Proposal 8: Revitalizing the global commitment to nuclear disarmament
The majority of U.N. member states have rejected nuclear weapons by joining the NPT as non-nuclear weapon states, creating NWFZs and, most recently, by bringing into force the Treaty on the Prohibition of Nuclear Weapons. Most countries in Latin America, Africa, the Middle East, and Southeast Asia view nuclear deterrence as anathema to national security and inherently dangerous to humanity. The following measures should be pursued to build on this further:
- Strengthening the NPT: All NPT states should recommit to seeking the full and effective implementation of the NPT, including its Article VI obligations on nuclear disarmament. Drawing on some of the suggestions put forth by civil society,NPT states should bolster and protect the base nuclear nonproliferation and disarmament commitments underpinning the NPT and commit to strengthening the NPT Review Process through procedural and substantive changes.3
- Revitalize the U.N. Disarmament Machinery: In addition to strengthening and reforming the NPT Process, there is also a need to reform existing multilateral disarmament fora. Through a Special Session of the General Assembly devoted to Disarmament, states should take up a serious review of the functioning of nuclear disarmament machinery, including the Conference on Disarmament, the U.N. Disarmament Commission, and the First Committee on Disarmament and International Security, among others.4 This review could include a review of the mandate and rules of procedure, including the role of the presidency, civil society participation, composition, and observers.
Suggested measures to reduce the risk of nuclear war
Preventing Accidental Use
Take steps towards eliminating plans for short-notice pre-emptive nuclear strikes and launch-on- warning options from nuclear doctrines, alongside efforts to strengthen conventional arms control and improve relations between great powers
Pledge to eschew cyberattacks against other states’ nuclear command and control systems (NC3)

Apply what you read:
A. Write out the part of the nuclear disarmament proposal between "Suggested measures to" and "control systems (NC3)", inclusive, word for word.
B. Write what comes next in the nuclear disarmament proposal, starting right after its last line.
You won't need the rows to do anything with the nuclear disarmament proposal.

Material shown:
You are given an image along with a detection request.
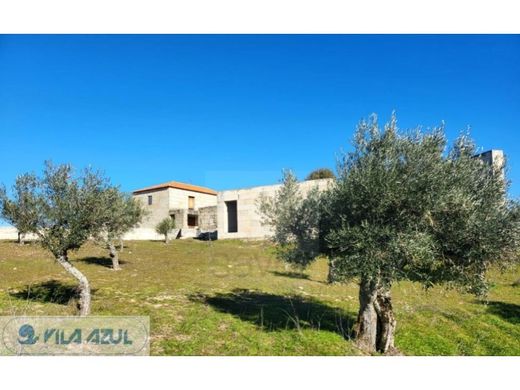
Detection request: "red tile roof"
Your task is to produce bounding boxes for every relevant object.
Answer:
[133,181,217,195]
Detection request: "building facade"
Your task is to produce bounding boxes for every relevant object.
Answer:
[132,181,217,239]
[217,179,333,239]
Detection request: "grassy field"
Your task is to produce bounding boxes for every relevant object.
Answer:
[0,240,520,355]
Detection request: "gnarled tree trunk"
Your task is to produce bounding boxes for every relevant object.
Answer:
[108,242,121,271]
[355,278,397,354]
[56,254,91,316]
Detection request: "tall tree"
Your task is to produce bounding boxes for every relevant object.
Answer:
[96,187,145,271]
[305,168,336,180]
[261,116,520,353]
[0,174,38,245]
[1,162,115,315]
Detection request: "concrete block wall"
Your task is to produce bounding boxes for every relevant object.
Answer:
[199,205,217,232]
[134,188,170,230]
[217,179,333,239]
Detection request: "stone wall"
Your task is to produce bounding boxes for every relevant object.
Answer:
[199,206,217,232]
[217,179,333,239]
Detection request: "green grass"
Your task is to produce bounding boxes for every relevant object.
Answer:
[0,240,520,355]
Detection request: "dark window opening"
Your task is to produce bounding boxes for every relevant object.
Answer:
[188,215,199,227]
[226,200,238,233]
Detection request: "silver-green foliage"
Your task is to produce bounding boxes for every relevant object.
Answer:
[261,116,520,294]
[0,173,38,241]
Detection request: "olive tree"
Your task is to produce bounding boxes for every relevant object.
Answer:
[1,162,116,315]
[260,116,520,353]
[305,168,336,180]
[95,187,145,271]
[155,217,175,244]
[0,174,37,245]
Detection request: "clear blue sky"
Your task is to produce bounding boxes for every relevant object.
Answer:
[0,35,520,196]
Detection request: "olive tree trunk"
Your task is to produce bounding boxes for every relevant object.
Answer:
[108,242,121,271]
[355,279,397,354]
[56,254,91,316]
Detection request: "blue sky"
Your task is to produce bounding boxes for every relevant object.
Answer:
[0,35,520,196]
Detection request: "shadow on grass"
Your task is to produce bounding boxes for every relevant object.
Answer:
[269,271,309,280]
[9,280,94,305]
[189,289,355,339]
[487,301,520,324]
[76,257,128,268]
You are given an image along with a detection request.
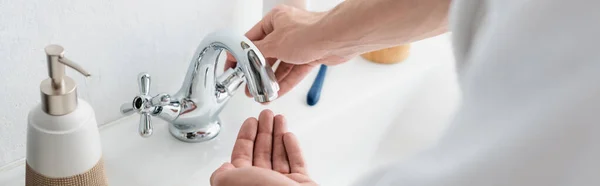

Answers to the exercises:
A.
Suggested measures to reduce the risk of nuclear war
Preventing Accidental Use
Take steps towards eliminating plans for short-notice pre-emptive nuclear strikes and launch-on- warning options from nuclear doctrines, alongside efforts to strengthen conventional arms control and improve relations between great powers
Pledge to eschew cyberattacks against other states’ nuclear command and control systems (NC3)

B.
Forge a comprehensive framework to evaluate the risks of integrating AI into NC3 systems
Preventing Deliberate Use
Begin discussions on what a credible multilateral no-first-use agreement would look like and what conditions are required to achieve it
Recommit to existing commitments
to eschew nuclear threats under unilateral negative security assurances
Negotiate limits and reductions of nuclear and conventional arsenals and increase transparency regarding existing capabilities
Revitalizing Disarmament
Re-commit to seeking full implementation of the NPT and review the functioning of the U.N.’s nuclear disarmament machinery
By way of a UNGA resolution, mandate
a recurring study on the consequences of nuclear detonations every 5-7 years
Effects and consequences of nuclear use: Today, even more than in the Cold War, a major nuclear conflict could escalate from a single miscommunication or blunder and extend far beyond the immediate areas and the people initially impacted. In this context, we welcome the U.N. General Assembly’s current efforts to renew study on the effects of nuclear use. To increase even further the international community’s appreciation of the heightened risk of nuclear weapons use, as well as to increase scientific understanding of the comprehensive suite of the effects of nuclear exchanges of different sizes, we advise the General Assembly to adopt a resolution that mandates a comprehensive study of the consequences of nuclear detonations in the twenty-first century every five to seven years. This recurring study would incorporate the effects of blasts of various yields, radiation sickness, displacement, migration, effects on critical infrastructure and supply chains, and the risk of starvation and famine due to long-term effects on climate, agricultural production, and global food markets.5 While such a study would not, on its own, correct the great powers’ current perception that their core interests are at risk, it would nonetheless serve to revitalize popular and elite-level awareness of the stakes and risks of nuclear war in the twenty-first century.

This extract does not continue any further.